= GOAL =
Count how many lines of the records below contain the string "branch", treating uppercase and lowercase letters as distinct. Reply with the number alone.

Coordinate annotation records:
____________________
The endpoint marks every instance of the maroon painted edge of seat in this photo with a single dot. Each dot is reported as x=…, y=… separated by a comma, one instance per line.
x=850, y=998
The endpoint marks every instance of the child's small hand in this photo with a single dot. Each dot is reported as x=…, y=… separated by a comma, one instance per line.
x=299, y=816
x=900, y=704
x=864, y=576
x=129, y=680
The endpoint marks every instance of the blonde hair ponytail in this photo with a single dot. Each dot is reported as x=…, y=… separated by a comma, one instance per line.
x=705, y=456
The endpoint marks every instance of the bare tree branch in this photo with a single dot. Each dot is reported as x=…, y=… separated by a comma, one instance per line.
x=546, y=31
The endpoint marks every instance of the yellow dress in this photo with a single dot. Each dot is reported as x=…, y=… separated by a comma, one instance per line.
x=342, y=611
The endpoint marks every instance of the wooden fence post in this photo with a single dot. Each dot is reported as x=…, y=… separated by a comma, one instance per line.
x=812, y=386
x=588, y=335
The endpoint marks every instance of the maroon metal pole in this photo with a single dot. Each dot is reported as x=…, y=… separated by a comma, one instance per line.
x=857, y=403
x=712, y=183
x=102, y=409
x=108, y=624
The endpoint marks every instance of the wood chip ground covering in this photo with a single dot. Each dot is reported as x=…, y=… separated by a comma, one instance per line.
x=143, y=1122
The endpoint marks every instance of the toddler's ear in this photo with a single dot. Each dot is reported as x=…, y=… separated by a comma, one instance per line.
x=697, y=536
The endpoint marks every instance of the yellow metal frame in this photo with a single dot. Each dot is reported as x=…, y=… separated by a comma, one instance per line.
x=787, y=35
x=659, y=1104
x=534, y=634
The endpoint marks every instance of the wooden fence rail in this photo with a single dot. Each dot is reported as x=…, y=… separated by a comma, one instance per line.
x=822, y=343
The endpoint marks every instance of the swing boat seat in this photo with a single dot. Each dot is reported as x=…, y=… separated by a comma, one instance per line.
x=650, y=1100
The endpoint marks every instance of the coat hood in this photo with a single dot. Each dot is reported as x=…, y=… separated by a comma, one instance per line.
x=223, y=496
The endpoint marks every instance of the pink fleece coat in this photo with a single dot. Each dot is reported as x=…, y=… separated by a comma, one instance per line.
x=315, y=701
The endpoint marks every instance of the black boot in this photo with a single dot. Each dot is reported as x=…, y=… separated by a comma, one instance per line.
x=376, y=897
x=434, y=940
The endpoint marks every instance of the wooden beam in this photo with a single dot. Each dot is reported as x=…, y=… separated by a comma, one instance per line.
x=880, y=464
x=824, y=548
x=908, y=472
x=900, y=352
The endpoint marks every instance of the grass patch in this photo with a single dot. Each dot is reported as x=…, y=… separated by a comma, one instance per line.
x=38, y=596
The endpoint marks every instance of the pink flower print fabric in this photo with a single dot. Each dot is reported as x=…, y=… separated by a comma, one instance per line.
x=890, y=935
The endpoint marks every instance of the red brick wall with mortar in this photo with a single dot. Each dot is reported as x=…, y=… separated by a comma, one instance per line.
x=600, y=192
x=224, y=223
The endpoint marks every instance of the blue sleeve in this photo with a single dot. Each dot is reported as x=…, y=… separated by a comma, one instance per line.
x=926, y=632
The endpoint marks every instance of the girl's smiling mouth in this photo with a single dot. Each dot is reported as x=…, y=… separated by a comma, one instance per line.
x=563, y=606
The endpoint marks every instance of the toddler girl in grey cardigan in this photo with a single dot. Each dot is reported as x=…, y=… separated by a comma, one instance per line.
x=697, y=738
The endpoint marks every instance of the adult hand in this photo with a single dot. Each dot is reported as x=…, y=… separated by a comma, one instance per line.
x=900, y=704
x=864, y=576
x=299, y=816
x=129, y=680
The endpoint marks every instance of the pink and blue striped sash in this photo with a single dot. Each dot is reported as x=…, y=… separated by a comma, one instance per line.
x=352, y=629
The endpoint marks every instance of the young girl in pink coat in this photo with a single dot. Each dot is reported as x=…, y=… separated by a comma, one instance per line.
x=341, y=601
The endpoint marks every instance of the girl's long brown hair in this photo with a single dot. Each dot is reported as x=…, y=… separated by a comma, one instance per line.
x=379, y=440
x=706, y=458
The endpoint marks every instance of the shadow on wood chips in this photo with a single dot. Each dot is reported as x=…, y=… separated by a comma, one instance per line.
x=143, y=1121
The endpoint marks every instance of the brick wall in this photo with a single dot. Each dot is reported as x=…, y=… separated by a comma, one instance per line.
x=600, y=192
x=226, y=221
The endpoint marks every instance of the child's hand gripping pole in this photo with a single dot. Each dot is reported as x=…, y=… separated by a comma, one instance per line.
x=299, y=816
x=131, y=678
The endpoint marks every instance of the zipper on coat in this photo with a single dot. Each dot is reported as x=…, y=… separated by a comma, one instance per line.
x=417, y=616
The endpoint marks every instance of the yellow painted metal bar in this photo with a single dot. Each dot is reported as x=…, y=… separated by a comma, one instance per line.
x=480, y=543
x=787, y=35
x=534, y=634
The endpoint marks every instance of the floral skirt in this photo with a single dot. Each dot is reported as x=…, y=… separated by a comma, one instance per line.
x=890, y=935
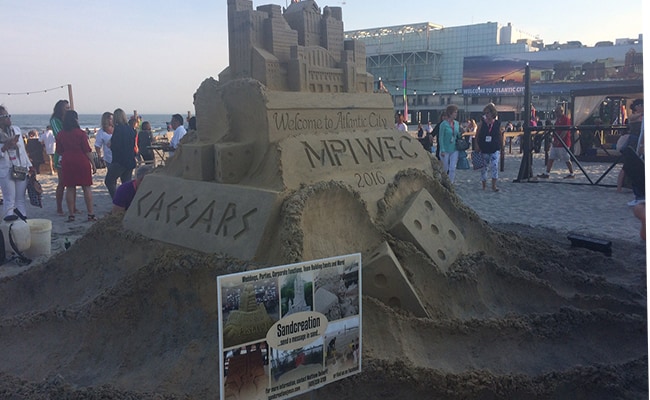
____________________
= EXERCISE ANSWER =
1